Required work
1. Reproduce the passage of the proxy voting notice from "A member entitled" to "of the votes.".
2. Answer these questions from the proxy voting notice:
(a) At what time and on what date does the share register determine who holds shares for the annual general meeting?
(b) What is the largest number of proxies a member may appoint?
(c) At which share registry must the Proxy Form be received?

* Begin Document text *

The Company has determined in accordance with regulation 7.11.37 of the Corporations Regulations 2001 (Cth) that the holders of shares recorded in the Company’s register at 5 p.m. Sydney time, Wednesday 22 November 2017, will be taken for the purposes of the annual general meeting, to be held by the persons who held them at that time.

Voting by Proxy

A member entitled to attend and vote at the meeting is entitled to appoint not more than two proxies.

Where a member appoints two proxies and the appointment does not specify the proportion or number of the member’s votes each proxy may exercise, each proxy may exercise half of the votes.

A proxy needs not be a shareholder.

Unless the member specifically directs the proxy how to vote, the proxy may vote as he or she thinks fit or abstains from voting.

If you wish to appoint a proxy, you should complete the enclosed Proxy Form. To be effective, the form must be received not later than 4 pm. (Sydney time) on Wednesday, 22 November 2017 at the share registry of the Company, Computershare Investor Services Pty Limited.

* End Document text *
* Begin Supplied entries *

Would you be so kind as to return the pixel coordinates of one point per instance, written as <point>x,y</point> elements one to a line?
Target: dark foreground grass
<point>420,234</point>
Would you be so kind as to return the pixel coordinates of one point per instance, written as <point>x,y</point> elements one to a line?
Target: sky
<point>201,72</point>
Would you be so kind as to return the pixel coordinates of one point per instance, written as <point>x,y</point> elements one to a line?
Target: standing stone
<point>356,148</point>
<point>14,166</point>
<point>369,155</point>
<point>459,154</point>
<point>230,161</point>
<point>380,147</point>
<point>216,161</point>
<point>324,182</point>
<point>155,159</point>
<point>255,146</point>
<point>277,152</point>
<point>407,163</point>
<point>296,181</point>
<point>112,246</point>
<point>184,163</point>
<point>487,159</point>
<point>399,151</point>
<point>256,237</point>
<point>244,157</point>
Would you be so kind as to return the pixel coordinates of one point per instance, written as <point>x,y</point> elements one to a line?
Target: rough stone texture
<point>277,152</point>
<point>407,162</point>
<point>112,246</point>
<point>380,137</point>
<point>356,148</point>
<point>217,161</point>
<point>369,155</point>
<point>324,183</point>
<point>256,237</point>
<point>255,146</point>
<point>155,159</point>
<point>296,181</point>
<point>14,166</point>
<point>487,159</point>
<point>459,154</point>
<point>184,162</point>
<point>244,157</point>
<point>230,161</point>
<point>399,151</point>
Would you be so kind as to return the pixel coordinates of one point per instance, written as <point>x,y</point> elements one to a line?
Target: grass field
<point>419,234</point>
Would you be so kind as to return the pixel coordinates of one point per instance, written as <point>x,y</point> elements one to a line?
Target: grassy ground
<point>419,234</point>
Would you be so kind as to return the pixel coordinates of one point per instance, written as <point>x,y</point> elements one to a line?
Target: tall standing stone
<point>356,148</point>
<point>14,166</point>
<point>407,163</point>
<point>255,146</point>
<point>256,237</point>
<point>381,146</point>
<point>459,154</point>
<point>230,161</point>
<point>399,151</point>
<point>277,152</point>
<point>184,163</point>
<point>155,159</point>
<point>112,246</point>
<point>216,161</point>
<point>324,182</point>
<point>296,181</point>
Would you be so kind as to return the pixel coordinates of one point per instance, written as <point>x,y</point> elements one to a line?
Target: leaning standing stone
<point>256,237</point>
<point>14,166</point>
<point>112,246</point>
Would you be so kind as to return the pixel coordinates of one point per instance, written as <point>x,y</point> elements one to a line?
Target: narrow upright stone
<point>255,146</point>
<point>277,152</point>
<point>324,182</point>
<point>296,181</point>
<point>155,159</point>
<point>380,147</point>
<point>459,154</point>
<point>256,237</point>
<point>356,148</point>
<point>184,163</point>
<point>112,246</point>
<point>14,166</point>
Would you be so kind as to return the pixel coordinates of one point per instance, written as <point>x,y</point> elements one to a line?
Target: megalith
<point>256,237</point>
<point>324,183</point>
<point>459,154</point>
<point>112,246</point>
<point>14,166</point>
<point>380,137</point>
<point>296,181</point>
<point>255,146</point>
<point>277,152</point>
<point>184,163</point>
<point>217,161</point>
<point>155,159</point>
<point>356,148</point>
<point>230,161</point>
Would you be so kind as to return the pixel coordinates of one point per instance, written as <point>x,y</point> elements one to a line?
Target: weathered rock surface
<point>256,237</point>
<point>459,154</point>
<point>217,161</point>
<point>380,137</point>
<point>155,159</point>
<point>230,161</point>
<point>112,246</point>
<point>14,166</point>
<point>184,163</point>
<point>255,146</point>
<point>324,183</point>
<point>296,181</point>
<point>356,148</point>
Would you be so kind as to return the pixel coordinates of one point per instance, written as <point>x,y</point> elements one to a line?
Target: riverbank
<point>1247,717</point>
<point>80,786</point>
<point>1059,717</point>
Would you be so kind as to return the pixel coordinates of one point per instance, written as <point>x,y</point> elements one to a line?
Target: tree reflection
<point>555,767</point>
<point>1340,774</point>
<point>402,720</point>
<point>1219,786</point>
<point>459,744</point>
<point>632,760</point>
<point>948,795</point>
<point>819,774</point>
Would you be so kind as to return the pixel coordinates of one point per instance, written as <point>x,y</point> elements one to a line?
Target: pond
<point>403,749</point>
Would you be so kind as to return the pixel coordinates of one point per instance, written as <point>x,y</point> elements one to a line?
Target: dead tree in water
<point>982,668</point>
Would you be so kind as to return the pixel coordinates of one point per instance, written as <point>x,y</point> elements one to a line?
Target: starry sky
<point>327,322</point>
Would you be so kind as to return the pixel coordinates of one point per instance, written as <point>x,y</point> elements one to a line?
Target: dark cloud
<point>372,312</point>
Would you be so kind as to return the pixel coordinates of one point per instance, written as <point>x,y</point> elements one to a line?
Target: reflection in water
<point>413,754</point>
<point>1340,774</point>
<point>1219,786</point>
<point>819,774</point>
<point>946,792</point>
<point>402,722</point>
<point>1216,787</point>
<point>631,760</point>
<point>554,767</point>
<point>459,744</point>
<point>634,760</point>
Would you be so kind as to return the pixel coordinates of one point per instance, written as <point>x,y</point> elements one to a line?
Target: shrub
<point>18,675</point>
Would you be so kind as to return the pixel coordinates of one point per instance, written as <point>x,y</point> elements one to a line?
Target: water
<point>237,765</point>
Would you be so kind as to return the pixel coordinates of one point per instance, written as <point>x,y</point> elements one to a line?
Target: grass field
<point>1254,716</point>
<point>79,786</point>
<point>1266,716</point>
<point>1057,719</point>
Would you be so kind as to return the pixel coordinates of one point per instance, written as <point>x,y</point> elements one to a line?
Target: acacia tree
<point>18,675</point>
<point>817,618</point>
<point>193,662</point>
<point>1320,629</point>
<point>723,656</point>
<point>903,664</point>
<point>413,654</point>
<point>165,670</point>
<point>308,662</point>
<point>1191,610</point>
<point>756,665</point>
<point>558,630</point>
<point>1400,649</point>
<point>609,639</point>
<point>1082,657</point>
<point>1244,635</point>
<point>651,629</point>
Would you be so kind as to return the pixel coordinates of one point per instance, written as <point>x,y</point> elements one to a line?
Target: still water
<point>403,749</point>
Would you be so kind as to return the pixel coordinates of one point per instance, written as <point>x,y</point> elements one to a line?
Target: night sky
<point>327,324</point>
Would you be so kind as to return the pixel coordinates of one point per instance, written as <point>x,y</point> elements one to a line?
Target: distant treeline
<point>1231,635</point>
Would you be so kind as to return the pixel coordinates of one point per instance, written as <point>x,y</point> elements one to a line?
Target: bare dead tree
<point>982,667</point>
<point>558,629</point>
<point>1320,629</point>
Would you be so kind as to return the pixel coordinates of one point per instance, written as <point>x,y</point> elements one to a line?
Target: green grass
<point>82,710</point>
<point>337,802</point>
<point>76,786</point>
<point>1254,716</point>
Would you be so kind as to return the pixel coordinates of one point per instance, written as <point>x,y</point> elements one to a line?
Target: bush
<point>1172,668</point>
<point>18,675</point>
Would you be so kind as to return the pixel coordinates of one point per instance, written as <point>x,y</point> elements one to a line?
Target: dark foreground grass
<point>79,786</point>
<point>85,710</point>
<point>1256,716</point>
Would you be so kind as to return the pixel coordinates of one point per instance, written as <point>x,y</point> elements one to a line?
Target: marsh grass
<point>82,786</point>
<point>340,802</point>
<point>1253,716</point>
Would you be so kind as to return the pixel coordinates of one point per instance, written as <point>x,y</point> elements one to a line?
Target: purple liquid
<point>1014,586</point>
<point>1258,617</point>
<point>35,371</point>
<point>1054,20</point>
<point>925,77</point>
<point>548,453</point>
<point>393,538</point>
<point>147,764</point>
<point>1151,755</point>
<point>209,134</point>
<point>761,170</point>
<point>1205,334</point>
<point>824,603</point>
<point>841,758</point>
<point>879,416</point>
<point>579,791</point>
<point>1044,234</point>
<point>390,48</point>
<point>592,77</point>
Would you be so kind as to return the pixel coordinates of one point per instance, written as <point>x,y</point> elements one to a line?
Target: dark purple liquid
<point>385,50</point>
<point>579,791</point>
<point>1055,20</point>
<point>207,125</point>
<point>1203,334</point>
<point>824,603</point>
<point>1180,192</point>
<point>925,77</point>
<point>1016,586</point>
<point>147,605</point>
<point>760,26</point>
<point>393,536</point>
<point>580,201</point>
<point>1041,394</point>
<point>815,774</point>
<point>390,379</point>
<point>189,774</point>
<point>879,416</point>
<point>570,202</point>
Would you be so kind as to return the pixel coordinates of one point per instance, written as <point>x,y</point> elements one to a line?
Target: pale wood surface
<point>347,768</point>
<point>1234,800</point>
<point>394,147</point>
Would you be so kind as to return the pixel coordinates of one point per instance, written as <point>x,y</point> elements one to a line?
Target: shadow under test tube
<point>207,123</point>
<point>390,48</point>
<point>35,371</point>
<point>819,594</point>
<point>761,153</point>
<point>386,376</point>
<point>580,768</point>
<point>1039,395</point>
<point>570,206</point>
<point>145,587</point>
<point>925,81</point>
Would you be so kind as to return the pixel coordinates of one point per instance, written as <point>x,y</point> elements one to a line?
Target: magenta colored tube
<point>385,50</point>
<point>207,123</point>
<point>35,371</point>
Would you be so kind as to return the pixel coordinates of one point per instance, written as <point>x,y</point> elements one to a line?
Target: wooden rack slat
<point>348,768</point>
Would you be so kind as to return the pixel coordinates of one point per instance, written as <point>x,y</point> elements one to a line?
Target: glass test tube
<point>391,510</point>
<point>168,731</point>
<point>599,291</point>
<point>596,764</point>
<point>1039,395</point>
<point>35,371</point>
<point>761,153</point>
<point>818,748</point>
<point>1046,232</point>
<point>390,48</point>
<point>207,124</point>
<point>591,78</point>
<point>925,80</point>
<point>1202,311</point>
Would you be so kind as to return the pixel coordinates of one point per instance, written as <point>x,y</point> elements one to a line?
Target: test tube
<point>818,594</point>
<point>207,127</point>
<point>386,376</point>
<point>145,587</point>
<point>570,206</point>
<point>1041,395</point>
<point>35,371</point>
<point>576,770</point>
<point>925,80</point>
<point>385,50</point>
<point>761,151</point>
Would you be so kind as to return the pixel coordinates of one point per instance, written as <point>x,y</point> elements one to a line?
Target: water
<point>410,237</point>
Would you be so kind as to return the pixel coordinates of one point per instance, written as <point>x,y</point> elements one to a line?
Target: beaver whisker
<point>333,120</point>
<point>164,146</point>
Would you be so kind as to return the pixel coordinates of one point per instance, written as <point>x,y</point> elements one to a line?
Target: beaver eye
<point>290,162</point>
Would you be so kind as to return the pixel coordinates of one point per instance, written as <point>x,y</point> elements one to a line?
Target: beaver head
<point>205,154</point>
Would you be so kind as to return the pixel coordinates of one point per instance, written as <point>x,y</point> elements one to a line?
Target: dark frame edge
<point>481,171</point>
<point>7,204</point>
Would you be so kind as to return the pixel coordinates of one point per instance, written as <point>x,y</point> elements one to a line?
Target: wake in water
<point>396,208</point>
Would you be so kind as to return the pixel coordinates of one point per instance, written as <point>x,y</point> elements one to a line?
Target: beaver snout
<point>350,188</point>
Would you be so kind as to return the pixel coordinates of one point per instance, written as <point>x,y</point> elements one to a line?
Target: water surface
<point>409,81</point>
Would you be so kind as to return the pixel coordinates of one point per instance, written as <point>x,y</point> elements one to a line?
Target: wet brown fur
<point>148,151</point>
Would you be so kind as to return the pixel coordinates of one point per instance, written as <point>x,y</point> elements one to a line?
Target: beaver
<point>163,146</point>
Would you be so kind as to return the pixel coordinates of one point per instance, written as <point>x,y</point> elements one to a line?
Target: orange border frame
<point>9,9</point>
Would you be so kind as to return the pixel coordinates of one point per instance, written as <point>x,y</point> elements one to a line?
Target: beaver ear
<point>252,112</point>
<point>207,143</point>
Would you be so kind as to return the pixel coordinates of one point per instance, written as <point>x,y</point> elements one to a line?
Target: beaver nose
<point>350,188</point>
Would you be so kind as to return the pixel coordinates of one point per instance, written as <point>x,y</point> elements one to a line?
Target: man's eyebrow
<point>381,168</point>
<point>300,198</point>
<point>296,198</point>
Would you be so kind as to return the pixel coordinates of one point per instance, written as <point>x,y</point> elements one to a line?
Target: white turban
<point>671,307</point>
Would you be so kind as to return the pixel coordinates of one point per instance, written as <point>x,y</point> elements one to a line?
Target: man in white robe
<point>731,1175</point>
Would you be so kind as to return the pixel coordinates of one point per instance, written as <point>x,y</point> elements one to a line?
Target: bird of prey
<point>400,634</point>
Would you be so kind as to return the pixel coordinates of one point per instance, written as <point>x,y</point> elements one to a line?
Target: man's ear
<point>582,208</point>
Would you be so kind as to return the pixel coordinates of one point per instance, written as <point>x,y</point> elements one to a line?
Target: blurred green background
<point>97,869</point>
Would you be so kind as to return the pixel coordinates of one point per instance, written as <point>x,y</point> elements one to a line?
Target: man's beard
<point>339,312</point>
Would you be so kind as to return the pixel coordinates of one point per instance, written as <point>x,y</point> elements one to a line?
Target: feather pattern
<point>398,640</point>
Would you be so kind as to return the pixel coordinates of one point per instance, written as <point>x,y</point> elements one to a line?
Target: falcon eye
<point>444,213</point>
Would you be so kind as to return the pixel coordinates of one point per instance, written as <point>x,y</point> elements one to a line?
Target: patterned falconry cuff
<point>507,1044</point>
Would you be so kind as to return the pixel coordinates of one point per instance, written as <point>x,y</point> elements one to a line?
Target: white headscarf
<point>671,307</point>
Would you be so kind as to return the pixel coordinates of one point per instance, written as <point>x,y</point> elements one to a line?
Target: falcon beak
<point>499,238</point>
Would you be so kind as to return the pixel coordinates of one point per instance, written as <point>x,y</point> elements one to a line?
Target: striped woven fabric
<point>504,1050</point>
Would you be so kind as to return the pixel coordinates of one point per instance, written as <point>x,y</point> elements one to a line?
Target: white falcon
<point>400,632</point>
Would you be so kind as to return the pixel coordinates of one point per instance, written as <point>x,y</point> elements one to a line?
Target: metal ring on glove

* End Supplied entries *

Task results
1.
A member entitled to attend and vote at the meeting is entitled to appoint not more than two proxies.

Where a member appoints two proxies and the appointment does not specify the proportion or number of the member’s votes each proxy may exercise, each proxy may exercise half of the votes.

2.
(a) 5 p.m. Sydney time, Wednesday 22 November 2017
(b) Two
(c) Computershare Investor Services Pty Limited